PROVIDED TEXT:
=== Section Start ===
Common indications for elective repair include:

1. Increasing size of the para-stomal hernia;
2. Skin breakdown or dermatitis around the stoma;
3. Intermittent bowel obstruction; and
4. Stoma appliance dysfunction and leakage.

The ideal repair is one that is safe to perform, with limited morbidity, and associated with a low recurrence rate. A multitude of different techniques and approaches have been reported. There is a paucity of good quality evidence comparing each of these techniques. Laparoscopic para-stomal hernia repair has more recently increased in popularity, the main appeal the avoidance of a large abdominal incision, have added further confusion to this debate.

Sutured repair without mesh was traditionally performed as a local direct repair or via a midline abdominal incision (laparotomy). More recently it is being performed key-hole (laparoscopically). A sutured repair alone without mesh is advised against as it is a tensioned repair that ultimately pulls through the weak tissues of the abdominal wall, and is therefore likely to be associated with a high recurrence.

The high local failure rate of sutured fascial repairs for para-stomal hernias led Rosin and Bonardi in1977 to introduce the use of prosthetic mesh as a method of reinforcing the repair. The overall success rate for a repair with mesh is relatively high compared with repair without mesh. However complications such as contamination of the mesh and fistula formation, while very rare, can be devastating. Nonetheless, mesh repair has become the standard practice for all para-stomal hernia repairs.

This involves a skin and subcutaneous incision made either at or next to the stoma to allow dissection and direct sutured repair of the hernia defect, followed by reinforcement with mesh that is sutured on top of the fascia of the abdominal wall beneath the fat (onlay mesh repair).
=== Section End ===
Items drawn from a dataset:
=== Section Start ===
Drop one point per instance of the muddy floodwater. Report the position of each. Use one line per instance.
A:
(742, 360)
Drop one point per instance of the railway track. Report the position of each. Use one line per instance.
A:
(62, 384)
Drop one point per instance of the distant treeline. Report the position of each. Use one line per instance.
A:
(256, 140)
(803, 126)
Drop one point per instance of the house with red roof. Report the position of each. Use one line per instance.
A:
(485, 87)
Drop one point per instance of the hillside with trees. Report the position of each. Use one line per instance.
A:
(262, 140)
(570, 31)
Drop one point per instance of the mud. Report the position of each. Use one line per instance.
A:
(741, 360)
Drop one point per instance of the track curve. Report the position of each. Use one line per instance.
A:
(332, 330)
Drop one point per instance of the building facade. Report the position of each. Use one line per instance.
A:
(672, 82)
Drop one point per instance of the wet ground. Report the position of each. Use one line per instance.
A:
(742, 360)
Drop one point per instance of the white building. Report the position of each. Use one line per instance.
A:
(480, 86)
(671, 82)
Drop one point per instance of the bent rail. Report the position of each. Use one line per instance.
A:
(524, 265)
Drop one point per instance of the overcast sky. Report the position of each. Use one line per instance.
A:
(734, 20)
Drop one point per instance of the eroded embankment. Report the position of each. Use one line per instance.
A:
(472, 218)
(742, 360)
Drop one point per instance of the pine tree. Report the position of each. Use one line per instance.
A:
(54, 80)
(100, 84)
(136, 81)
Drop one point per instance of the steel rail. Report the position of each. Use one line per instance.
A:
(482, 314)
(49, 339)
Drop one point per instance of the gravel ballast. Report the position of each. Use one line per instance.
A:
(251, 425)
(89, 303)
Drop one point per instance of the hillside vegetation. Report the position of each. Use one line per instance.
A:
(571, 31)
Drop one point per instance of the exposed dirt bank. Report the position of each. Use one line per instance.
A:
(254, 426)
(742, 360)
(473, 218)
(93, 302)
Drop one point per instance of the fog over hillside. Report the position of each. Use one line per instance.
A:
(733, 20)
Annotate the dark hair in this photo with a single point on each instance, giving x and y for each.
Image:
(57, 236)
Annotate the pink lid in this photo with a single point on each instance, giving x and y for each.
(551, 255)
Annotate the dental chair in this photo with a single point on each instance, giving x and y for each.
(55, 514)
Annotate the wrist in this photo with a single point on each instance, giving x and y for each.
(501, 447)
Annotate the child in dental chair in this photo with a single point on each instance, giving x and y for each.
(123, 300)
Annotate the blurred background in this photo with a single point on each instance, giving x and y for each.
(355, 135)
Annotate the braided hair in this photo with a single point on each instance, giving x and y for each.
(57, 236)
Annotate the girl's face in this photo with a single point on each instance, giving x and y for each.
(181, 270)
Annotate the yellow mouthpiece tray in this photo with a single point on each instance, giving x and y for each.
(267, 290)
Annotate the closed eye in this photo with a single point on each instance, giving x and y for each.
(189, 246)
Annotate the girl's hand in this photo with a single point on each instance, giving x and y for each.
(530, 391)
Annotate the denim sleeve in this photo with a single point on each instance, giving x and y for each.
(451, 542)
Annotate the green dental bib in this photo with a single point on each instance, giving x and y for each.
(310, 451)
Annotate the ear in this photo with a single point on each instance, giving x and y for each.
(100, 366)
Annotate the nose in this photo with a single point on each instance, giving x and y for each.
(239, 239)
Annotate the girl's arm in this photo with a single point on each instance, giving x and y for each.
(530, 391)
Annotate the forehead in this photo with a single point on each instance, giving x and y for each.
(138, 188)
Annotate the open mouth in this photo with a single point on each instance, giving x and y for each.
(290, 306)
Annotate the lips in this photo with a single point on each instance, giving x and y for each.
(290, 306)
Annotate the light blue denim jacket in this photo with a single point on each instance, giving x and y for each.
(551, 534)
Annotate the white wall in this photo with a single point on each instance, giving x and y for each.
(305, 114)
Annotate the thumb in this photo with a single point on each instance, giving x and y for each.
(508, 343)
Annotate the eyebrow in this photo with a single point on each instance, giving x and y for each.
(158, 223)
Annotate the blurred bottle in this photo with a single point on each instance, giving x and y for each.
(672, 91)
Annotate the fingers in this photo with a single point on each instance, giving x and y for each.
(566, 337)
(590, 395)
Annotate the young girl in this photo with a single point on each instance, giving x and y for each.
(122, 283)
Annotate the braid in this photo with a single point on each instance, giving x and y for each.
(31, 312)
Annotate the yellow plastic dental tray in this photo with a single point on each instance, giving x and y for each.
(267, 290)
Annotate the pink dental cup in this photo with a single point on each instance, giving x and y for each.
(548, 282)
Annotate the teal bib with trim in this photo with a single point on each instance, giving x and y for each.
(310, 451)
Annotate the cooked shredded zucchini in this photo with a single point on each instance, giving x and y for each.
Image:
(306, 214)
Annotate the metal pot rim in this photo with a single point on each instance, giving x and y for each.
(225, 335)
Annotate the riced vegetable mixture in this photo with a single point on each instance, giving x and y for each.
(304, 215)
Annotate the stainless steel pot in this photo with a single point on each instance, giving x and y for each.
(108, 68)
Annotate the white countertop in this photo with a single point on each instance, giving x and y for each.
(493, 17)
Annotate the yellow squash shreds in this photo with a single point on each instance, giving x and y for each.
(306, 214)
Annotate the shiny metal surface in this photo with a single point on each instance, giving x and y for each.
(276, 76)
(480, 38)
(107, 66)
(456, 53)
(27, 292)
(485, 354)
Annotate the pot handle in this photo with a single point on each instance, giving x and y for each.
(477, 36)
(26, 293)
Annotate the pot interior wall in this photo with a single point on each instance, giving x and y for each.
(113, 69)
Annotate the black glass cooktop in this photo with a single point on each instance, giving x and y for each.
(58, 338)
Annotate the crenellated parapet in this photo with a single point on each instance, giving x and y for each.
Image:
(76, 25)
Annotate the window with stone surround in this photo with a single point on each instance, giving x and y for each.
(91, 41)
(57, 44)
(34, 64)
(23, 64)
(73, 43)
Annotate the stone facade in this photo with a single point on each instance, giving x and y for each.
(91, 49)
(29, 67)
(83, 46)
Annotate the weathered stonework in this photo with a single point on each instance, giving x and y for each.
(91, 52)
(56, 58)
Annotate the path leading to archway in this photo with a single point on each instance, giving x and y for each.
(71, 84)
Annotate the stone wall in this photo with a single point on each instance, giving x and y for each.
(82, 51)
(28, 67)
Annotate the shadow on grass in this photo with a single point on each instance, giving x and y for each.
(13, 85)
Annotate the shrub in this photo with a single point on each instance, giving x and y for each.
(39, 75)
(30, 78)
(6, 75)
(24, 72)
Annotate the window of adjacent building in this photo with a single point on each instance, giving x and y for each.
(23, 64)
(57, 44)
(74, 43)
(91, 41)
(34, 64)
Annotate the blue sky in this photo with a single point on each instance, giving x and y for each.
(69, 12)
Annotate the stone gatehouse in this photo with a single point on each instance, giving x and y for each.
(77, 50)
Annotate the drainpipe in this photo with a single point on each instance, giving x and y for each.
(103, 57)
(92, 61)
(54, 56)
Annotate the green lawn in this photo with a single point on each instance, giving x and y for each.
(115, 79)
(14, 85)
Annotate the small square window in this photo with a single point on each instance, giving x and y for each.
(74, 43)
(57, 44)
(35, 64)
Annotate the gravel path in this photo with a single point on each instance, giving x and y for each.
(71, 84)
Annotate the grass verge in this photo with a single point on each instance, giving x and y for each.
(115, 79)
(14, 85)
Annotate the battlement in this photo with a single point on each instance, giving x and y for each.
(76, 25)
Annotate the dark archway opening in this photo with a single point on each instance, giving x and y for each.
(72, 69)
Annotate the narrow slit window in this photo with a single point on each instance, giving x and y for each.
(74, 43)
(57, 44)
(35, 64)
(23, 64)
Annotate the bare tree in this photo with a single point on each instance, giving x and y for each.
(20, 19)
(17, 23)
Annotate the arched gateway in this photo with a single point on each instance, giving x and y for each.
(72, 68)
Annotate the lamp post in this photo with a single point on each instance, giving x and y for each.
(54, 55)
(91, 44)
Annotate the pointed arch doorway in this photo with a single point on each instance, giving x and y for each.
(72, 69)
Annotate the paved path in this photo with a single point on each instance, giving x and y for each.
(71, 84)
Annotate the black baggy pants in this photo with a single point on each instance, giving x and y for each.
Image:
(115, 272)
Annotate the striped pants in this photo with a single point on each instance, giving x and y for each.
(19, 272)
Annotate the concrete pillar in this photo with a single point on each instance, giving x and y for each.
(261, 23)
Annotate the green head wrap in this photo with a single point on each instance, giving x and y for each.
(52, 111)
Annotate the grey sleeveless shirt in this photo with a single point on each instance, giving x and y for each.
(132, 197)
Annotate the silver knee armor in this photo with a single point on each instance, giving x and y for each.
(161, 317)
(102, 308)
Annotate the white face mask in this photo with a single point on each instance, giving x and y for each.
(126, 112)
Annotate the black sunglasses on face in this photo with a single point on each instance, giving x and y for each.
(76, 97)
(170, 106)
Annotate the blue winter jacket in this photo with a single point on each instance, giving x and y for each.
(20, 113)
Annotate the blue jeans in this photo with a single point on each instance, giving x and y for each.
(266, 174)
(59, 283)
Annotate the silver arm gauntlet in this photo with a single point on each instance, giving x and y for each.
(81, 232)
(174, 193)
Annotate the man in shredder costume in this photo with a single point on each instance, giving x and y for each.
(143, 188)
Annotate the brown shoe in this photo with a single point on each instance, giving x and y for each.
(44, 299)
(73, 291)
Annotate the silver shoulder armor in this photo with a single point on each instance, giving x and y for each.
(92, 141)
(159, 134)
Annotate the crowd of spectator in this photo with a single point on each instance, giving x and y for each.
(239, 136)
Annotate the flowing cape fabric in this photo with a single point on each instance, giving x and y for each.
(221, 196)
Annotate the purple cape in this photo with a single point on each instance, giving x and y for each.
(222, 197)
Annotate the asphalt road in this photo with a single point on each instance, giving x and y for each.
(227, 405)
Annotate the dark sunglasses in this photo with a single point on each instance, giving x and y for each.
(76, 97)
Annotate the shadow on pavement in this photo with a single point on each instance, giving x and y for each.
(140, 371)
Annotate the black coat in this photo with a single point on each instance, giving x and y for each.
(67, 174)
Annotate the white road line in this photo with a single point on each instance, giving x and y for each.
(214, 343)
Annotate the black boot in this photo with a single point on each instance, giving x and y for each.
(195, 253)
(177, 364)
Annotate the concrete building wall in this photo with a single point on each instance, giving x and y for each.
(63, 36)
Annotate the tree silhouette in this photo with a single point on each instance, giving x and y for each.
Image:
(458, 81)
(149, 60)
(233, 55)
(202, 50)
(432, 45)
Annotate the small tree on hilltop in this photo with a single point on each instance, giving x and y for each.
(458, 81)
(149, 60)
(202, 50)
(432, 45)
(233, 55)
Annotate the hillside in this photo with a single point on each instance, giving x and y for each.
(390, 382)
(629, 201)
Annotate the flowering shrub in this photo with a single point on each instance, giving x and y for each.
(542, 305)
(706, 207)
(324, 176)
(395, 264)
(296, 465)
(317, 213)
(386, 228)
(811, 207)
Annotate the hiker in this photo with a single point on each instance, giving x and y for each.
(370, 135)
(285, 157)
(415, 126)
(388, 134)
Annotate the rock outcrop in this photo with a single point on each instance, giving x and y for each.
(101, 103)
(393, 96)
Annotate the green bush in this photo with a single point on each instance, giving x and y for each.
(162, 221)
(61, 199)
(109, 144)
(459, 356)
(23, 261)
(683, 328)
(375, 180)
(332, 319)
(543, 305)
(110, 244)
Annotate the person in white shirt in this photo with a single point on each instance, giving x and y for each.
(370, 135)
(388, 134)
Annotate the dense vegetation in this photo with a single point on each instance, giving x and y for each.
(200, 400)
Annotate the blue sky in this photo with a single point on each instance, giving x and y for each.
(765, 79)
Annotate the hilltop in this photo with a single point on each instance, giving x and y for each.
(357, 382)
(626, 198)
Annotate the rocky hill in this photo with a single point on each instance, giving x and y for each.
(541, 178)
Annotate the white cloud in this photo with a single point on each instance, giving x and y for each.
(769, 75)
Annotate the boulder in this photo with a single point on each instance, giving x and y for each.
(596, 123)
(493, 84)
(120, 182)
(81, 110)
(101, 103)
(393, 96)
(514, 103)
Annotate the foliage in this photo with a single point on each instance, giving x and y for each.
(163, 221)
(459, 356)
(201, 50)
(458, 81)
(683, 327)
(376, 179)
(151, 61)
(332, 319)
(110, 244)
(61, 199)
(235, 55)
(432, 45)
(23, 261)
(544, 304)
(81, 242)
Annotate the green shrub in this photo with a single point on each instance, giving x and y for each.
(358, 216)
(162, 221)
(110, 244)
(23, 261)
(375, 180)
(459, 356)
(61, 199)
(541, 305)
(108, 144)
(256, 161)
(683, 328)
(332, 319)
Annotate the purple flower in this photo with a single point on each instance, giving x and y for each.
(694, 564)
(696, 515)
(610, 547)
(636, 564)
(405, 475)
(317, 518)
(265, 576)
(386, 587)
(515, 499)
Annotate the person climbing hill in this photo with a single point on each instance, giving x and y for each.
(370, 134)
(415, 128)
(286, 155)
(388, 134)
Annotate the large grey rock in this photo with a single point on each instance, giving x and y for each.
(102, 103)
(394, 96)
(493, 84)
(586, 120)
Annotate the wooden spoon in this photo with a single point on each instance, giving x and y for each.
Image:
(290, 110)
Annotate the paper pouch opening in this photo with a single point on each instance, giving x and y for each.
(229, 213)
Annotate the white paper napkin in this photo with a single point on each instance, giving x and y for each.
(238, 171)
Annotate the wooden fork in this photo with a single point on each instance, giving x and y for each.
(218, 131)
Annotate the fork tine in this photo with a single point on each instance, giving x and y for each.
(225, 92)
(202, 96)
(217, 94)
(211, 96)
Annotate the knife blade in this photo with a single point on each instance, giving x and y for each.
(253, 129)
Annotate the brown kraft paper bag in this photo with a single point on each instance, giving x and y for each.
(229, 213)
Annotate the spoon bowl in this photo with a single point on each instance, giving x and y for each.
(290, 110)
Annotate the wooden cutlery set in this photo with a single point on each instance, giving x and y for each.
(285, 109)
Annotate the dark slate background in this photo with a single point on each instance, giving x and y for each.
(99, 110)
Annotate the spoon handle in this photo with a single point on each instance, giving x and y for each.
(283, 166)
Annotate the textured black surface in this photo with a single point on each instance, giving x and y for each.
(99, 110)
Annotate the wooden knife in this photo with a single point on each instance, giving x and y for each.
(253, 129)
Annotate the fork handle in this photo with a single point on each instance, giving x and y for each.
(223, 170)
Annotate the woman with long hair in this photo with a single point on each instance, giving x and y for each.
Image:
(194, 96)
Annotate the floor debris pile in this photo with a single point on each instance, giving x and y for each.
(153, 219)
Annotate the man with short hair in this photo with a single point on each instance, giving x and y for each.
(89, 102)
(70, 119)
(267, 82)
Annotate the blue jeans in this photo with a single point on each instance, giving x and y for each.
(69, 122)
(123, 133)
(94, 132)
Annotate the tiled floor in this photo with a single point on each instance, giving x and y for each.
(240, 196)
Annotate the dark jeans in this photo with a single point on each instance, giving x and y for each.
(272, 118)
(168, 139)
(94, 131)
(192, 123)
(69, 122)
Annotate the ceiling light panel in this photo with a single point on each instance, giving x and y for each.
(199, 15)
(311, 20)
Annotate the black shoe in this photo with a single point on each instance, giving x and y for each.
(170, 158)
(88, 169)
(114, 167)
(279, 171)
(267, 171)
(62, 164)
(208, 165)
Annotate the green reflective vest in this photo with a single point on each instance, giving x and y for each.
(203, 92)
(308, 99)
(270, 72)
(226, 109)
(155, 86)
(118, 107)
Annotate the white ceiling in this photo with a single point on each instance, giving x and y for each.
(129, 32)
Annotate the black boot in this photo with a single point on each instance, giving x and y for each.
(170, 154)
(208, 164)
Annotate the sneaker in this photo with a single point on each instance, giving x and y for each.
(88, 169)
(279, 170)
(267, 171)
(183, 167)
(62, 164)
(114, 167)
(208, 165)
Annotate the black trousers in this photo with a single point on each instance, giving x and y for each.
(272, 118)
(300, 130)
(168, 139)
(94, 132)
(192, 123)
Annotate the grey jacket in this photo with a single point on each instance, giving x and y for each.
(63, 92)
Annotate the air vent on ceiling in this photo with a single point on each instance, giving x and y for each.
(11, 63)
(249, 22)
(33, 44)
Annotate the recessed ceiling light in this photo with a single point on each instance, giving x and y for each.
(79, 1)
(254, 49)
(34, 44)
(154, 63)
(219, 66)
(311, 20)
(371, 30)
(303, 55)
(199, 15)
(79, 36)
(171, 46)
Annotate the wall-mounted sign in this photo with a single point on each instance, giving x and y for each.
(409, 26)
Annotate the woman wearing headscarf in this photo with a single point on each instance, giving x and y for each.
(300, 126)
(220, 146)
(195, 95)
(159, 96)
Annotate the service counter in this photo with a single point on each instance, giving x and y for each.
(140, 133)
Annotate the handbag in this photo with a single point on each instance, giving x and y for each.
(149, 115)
=== Section End ===
WHAT YOU HAVE TO DO:
Could you write the next part of the text on para-stomal hernia repair, starting after its last sentence?

RESPONSE AREA:
Access to the hernia is can be achieved by means of a midline abdominal incision (laparotomy) or via a key-hole (laparoscopic) approach. The mesh is placed inside the abdomen below the fascia (sublay technique). The evidence to support mesh repairs is mostly from small non-randomised series. Intra-abdominal mesh is becoming increasingly popular, with the increased use of the laparoscopic approach, as well as the increased production of improved meshes that are dual layered (composite) such as Composix® containing an inner non-porous ‘non-adherent’ layer of polytetraflouroethylene (PTFE) that prevents bowel adherence, and an outer porous layer of polyprophylene (Prolene®) that promotes adhesion (tissue incorporation) to the abdominal wall, thus strengthening it .

Figure 1. laparoscopic placement of mesh to repair a para-stomal hernia

The main biological substitute for prosthetic mesh on the market are those made from human collaged including AlloDerm® (non-crosslinked human acellular dermal matrix) and those made from porcine, which include Veritas® (non-crosslinked porcine pericardium), Periguard® (crosslinked porcine pericardium), Permacol®, and SurgiSIS® (crosslinked porcine dermal collagen). Crosslinked grafts have better tissue incorporation, neovascularisation and extracellular matrix deposition (similar to prosthetic mesh) than non crosslinked meshed. But it remains controversial whether this translates into a better, stronger repair. The main theoretical appeal of biologic meshes is the avoidance of adhesions and infection or erosion into bowel seen more commonly with non-dissolvable synthetic meshes. However their cost remains a prohibitive factor. These biological products are also not designed to last, with eventual disintegration. Whether these meshes are clinically useful depends on a balance between collagenase-mediated degradation and the rate of new tissue ingrowth. If the bio-prosthesis is absorbed before adequate collagen differentiation, the quality and strength of the newly formed tissue will be insufficient and the repair weak. This would presumably lead to a higher hernia recurrence rate.

Resiting is a traditional approach that was popularised by a colorectal surgeon (Goligher). The problem with this approach is that the same approach is likely to achieve the same result, with the new stoma at the same high risk of hernia formation as the original stoma. High recurrence rates of 36% have led to resiting being an option of last choice.